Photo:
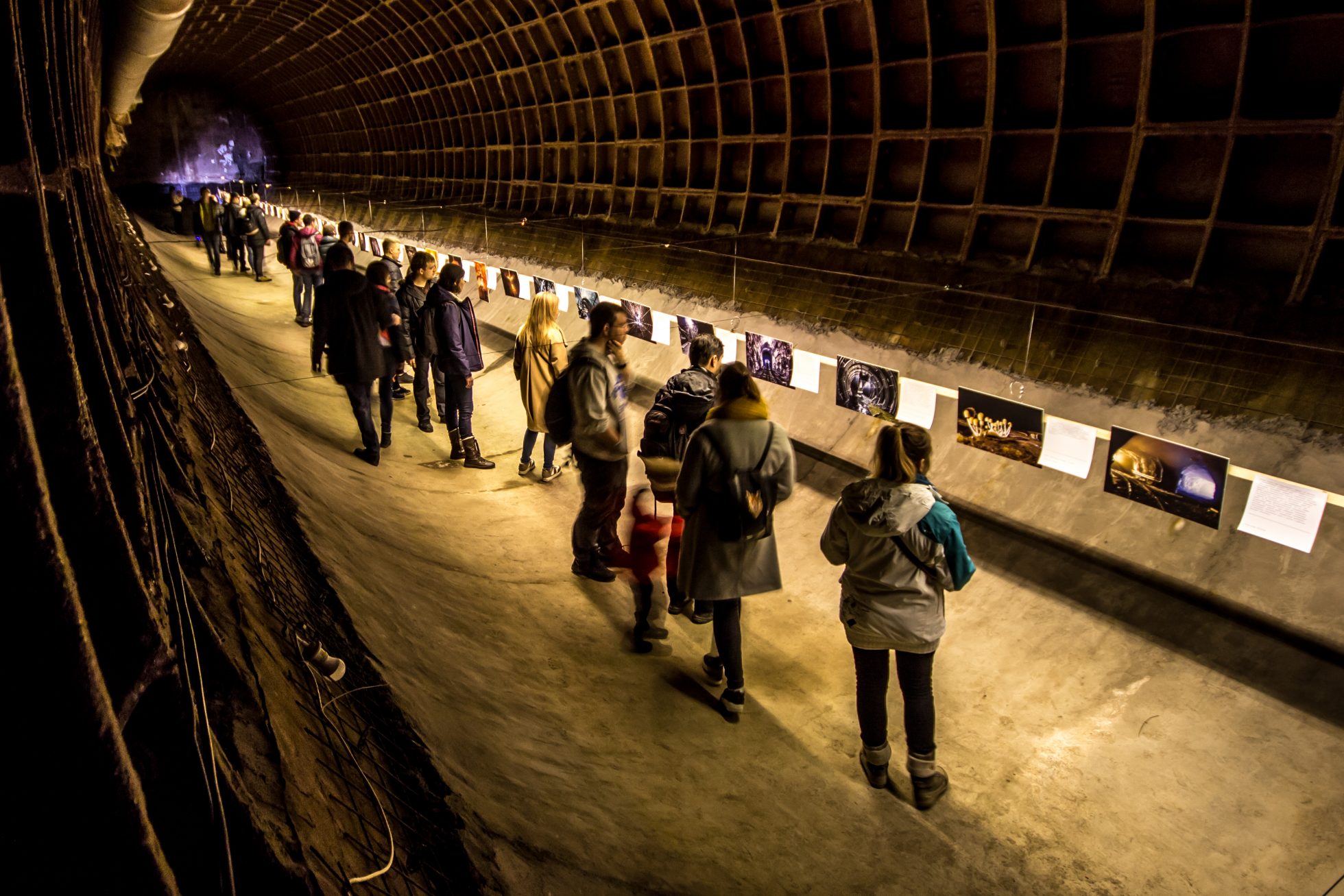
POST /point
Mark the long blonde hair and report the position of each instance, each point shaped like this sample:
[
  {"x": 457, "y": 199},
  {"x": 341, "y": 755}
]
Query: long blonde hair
[{"x": 540, "y": 328}]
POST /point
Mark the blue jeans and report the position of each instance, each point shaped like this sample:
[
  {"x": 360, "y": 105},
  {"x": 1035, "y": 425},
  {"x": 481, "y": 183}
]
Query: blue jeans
[
  {"x": 459, "y": 404},
  {"x": 547, "y": 448}
]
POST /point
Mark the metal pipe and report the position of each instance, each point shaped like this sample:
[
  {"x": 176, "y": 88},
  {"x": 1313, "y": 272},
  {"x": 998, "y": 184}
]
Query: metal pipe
[{"x": 144, "y": 32}]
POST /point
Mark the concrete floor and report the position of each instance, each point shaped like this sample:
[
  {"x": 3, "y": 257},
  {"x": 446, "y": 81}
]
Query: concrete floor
[{"x": 1086, "y": 755}]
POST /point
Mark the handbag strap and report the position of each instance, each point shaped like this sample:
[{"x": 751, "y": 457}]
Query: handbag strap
[{"x": 910, "y": 555}]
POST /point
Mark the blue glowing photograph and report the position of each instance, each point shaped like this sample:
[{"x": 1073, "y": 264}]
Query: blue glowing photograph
[
  {"x": 1168, "y": 476},
  {"x": 867, "y": 389},
  {"x": 771, "y": 359}
]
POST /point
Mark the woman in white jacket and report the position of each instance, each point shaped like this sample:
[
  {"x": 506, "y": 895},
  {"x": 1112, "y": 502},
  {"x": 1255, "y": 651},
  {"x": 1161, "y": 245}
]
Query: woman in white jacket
[{"x": 901, "y": 547}]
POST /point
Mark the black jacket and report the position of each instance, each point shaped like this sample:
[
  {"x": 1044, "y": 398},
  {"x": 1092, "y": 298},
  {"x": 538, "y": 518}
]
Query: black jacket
[
  {"x": 677, "y": 410},
  {"x": 347, "y": 317},
  {"x": 410, "y": 300}
]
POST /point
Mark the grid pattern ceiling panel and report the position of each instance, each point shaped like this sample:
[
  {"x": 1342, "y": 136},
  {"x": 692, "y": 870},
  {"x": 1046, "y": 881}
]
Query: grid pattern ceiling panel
[{"x": 1187, "y": 143}]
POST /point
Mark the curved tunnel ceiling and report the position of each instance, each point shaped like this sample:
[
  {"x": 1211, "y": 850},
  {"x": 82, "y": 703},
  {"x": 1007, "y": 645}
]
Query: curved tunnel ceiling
[{"x": 1197, "y": 145}]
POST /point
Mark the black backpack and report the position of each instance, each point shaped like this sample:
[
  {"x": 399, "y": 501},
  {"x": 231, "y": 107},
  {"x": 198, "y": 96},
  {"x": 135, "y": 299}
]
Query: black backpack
[
  {"x": 745, "y": 509},
  {"x": 560, "y": 404}
]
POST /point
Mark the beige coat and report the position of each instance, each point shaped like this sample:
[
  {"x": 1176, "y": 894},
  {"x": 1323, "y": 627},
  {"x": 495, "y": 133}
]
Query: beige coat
[{"x": 536, "y": 367}]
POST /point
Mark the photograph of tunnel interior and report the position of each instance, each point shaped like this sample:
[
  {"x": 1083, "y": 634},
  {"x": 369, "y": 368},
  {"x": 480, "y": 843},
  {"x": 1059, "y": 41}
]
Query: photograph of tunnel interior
[{"x": 249, "y": 663}]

* _EXERCISE BRIEF_
Which lines of the listing above contain the word "pipe"? Pull each of them out and copy it in full.

* _THE SOLUTION_
Mark the metal pipe and report the position of each instance, each point shaped like this sample:
Query: metal pipe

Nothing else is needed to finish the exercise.